----- Selected text -----

Wednesday, August 11, 2004

doctors report

well this is my first entry in about a week. the first few days, i have no excuse. the last two days i do. i had spent monday at the hospital getting canulated and put throughout the CT scan. a CT or cat scat is the big machine where you slide back and forth through the circle. i have to drink this contrast die before hand that makes me wretch. the one die i drink is better than the other option which makes me vomit. this on top of starving myself for 12 hours prior. as i get pushed through the machine being laser x-rayed, i am injected with a clear iodine solution. it makes you feel all warm and fuzzy inside but not right. that was my monday morning. i was feeling sick the rest of the day.
monday after noon, i after coming home, i walked down to the shops and had blood drawn. this normally isn't such a big deal, but because i had been canulated in both arms in the morning, the first time they missed, by the time i had had blood drawn my arms were sore. it hurt to bend at the elbow, sore badly. so that was the later half of the day.

----- Record set -----

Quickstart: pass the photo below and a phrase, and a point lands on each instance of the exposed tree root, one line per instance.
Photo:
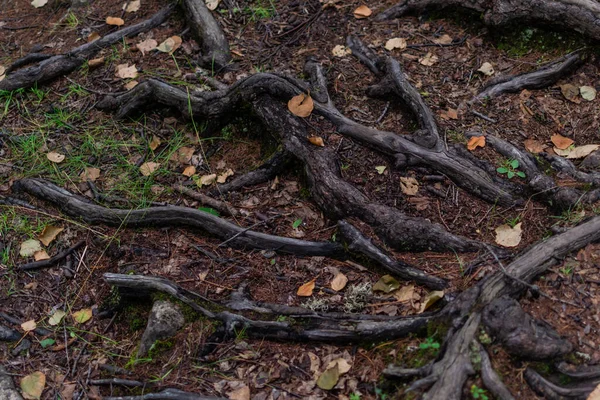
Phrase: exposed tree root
(62, 64)
(578, 15)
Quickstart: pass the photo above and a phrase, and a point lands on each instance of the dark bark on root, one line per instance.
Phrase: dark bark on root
(62, 64)
(581, 16)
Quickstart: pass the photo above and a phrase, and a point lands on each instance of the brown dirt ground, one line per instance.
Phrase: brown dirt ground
(280, 42)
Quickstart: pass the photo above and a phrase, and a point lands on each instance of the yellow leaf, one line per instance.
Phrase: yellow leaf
(301, 105)
(306, 289)
(475, 142)
(362, 12)
(33, 385)
(49, 234)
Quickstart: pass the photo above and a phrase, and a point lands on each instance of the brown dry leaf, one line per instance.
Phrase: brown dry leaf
(534, 146)
(40, 255)
(125, 71)
(571, 92)
(93, 63)
(301, 105)
(93, 36)
(428, 60)
(475, 142)
(395, 43)
(133, 6)
(29, 325)
(306, 289)
(115, 21)
(339, 282)
(90, 174)
(154, 143)
(561, 142)
(316, 140)
(362, 12)
(409, 186)
(444, 39)
(507, 236)
(190, 170)
(50, 233)
(55, 157)
(222, 178)
(146, 46)
(148, 168)
(33, 385)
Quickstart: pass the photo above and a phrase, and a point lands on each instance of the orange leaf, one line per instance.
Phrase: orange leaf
(561, 142)
(306, 289)
(475, 142)
(301, 105)
(362, 12)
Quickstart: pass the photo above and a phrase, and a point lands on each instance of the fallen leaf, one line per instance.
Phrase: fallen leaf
(170, 45)
(40, 255)
(409, 186)
(301, 105)
(588, 93)
(56, 317)
(475, 142)
(507, 236)
(486, 69)
(125, 71)
(90, 174)
(386, 284)
(189, 171)
(444, 39)
(430, 300)
(329, 378)
(29, 326)
(428, 60)
(534, 146)
(341, 51)
(362, 12)
(115, 21)
(571, 92)
(33, 385)
(82, 316)
(50, 233)
(148, 168)
(395, 43)
(29, 247)
(39, 3)
(306, 289)
(561, 142)
(316, 140)
(212, 4)
(133, 6)
(55, 157)
(146, 46)
(339, 282)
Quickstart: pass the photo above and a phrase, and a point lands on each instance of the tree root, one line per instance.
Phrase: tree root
(62, 64)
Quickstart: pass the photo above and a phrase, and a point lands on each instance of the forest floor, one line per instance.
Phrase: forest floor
(268, 35)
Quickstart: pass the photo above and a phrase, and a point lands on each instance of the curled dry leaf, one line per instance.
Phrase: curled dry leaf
(362, 12)
(55, 157)
(561, 142)
(116, 21)
(508, 236)
(475, 142)
(395, 43)
(148, 168)
(306, 289)
(50, 233)
(316, 140)
(301, 105)
(341, 51)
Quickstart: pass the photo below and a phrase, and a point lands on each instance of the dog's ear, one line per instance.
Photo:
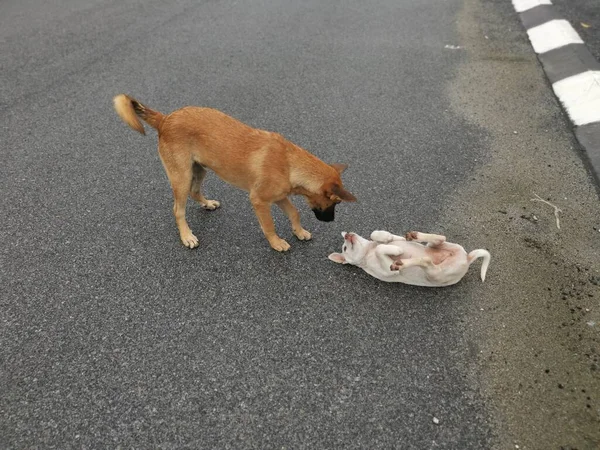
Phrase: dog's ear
(343, 194)
(339, 167)
(338, 258)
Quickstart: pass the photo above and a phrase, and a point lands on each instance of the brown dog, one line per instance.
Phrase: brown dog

-----

▸ **Tasks**:
(1) Please reproduce the CT scan post from "monday after noon, i" to "half of the day.".
(2) Continue the CT scan post after its last sentence.

▸ **Exercise results**:
(1)
monday after noon, i after coming home, i walked down to the shops and had blood drawn. this normally isn't such a big deal, but because i had been canulated in both arms in the morning, the first time they missed, by the time i had had blood drawn my arms were sore. it hurt to bend at the elbow, sore badly. so that was the later half of the day.

(2)
tuesday, i was back at the hospital (getting physically sick seeing the building) to see the oncologist, dr. bell. a great person. he has led the way in my treatment in cancer and as he told me yesterday, my recovery up to this point is outstanding. so all tests were clear! my blood markers are below detectable levels, which is the best indicator for testicular cancer. and the CT scan highlighted the scar tissue from my inflamed lymph node, but that is to be as expected. it is what it is. so now, instead of scans and tests like the day before being every 3 months, they will now be every 4 months. this is huge for me. it just puts a little distance between me and chemo. chemo is worse than cancer. cancer gets you sick, but the cure, chemo-therapy, that is what really fucks you up.
today, i was back there again, to see two post cancer counselors i have been visiting on a regular basis for the last 7 months. catching up, and bringing to a close some of my recovery process. once again, i felt sick looking at the hospital building. i have to turn my nose and whince, because of the sour taste that comes up in my mouth. however, i have returned home feeling slightly buzzed from a coffee and charged up for life, from the doctors report.